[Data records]
____________________

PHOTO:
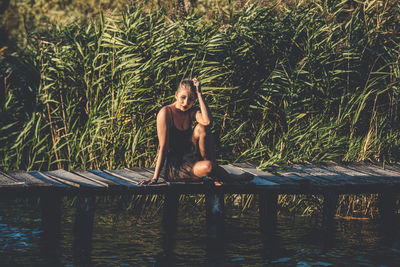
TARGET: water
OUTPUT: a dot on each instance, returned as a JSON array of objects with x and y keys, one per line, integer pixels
[{"x": 128, "y": 234}]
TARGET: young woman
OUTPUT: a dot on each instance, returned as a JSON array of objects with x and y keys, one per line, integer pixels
[{"x": 186, "y": 154}]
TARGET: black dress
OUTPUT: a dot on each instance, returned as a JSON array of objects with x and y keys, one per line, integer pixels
[{"x": 181, "y": 155}]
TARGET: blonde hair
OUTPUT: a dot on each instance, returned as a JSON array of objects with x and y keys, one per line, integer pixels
[{"x": 188, "y": 85}]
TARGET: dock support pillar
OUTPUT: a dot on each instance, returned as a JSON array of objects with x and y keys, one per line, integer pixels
[
  {"x": 268, "y": 209},
  {"x": 83, "y": 228},
  {"x": 170, "y": 215},
  {"x": 215, "y": 214},
  {"x": 169, "y": 225},
  {"x": 51, "y": 226},
  {"x": 387, "y": 209},
  {"x": 329, "y": 210}
]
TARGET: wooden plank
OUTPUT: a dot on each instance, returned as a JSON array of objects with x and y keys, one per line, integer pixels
[
  {"x": 314, "y": 180},
  {"x": 149, "y": 172},
  {"x": 359, "y": 177},
  {"x": 95, "y": 178},
  {"x": 63, "y": 181},
  {"x": 127, "y": 175},
  {"x": 348, "y": 176},
  {"x": 374, "y": 176},
  {"x": 278, "y": 176},
  {"x": 377, "y": 170},
  {"x": 260, "y": 178},
  {"x": 69, "y": 177},
  {"x": 113, "y": 178},
  {"x": 332, "y": 178},
  {"x": 6, "y": 180},
  {"x": 46, "y": 179},
  {"x": 392, "y": 167},
  {"x": 272, "y": 179},
  {"x": 27, "y": 178}
]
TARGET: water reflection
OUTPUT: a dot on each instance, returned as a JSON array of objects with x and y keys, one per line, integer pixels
[
  {"x": 120, "y": 238},
  {"x": 83, "y": 228},
  {"x": 50, "y": 248}
]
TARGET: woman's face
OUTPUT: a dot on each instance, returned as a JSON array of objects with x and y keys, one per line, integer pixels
[{"x": 184, "y": 99}]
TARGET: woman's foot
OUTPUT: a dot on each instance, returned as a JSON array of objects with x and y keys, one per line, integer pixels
[{"x": 239, "y": 178}]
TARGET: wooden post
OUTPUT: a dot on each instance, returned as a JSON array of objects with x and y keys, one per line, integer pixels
[
  {"x": 268, "y": 208},
  {"x": 387, "y": 209},
  {"x": 51, "y": 227},
  {"x": 329, "y": 210},
  {"x": 169, "y": 223},
  {"x": 215, "y": 214},
  {"x": 83, "y": 228},
  {"x": 170, "y": 214}
]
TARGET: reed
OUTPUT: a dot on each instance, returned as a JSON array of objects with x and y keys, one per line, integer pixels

____________________

Work request: Write every line above out again exactly; pictures do not belong in the copy.

Exercise answer:
PHOTO:
TARGET: water
OUTPUT: a dot on each instance, returned as a JSON array of objects with x and y keys, one per line, integer pixels
[{"x": 128, "y": 234}]
TARGET: young woman
OUTPUT: a dot on each instance, returned as a JSON array of objects with x and y keys, one per line, integer pixels
[{"x": 186, "y": 154}]
TARGET: black dress
OUTPUT: a dot on each instance, returned as a JSON array of objects with x and y keys, one per line, integer pixels
[{"x": 181, "y": 155}]
TARGET: blonde hair
OUTPUT: a dot on each instance, returned as a JSON array of objects with x and y keys, one per line, integer pixels
[{"x": 188, "y": 85}]
TARGET: dock support pillar
OUTPUT: a dot on each instance, returned as a JSON array of objects with x and y keys, one per line, integer pixels
[
  {"x": 268, "y": 209},
  {"x": 83, "y": 228},
  {"x": 170, "y": 215},
  {"x": 215, "y": 214},
  {"x": 169, "y": 225},
  {"x": 51, "y": 226},
  {"x": 387, "y": 209},
  {"x": 329, "y": 210}
]
TARGET: wooden plank
OUTPUT: a dot on each instance, returned as a JSON array of objects with x and y keys, one per line, integer pixels
[
  {"x": 314, "y": 180},
  {"x": 149, "y": 172},
  {"x": 359, "y": 177},
  {"x": 95, "y": 178},
  {"x": 63, "y": 181},
  {"x": 127, "y": 175},
  {"x": 348, "y": 176},
  {"x": 374, "y": 176},
  {"x": 278, "y": 176},
  {"x": 377, "y": 170},
  {"x": 260, "y": 178},
  {"x": 69, "y": 177},
  {"x": 113, "y": 178},
  {"x": 332, "y": 178},
  {"x": 6, "y": 180},
  {"x": 46, "y": 179},
  {"x": 392, "y": 167},
  {"x": 272, "y": 179},
  {"x": 27, "y": 178}
]
TARGET: water reflection
OUTPUT: a dot on each instance, returned as a JSON array of objects with x and y keys, one per line, integer pixels
[
  {"x": 120, "y": 238},
  {"x": 83, "y": 228},
  {"x": 50, "y": 248}
]
TARGET: woman's face
OUTPUT: a dot on each instance, returned as a JSON array of objects with x and y keys, one per line, integer pixels
[{"x": 184, "y": 99}]
TARGET: woman's foot
OUTPUT: a dot on each instance, returned as a JSON array of objects with x and y keys, one per line, integer pixels
[{"x": 239, "y": 178}]
TARGET: wooden post
OUTPUT: a dot on each instance, returned as a JSON array of objects with x and y keys, one per line, integer pixels
[
  {"x": 268, "y": 208},
  {"x": 387, "y": 209},
  {"x": 51, "y": 227},
  {"x": 329, "y": 210},
  {"x": 169, "y": 223},
  {"x": 215, "y": 214},
  {"x": 83, "y": 228},
  {"x": 170, "y": 214}
]
TARGET: reed
OUTPUT: a dot on each instance, returned as a JSON array of objects with x and y keys, one per line, integer pixels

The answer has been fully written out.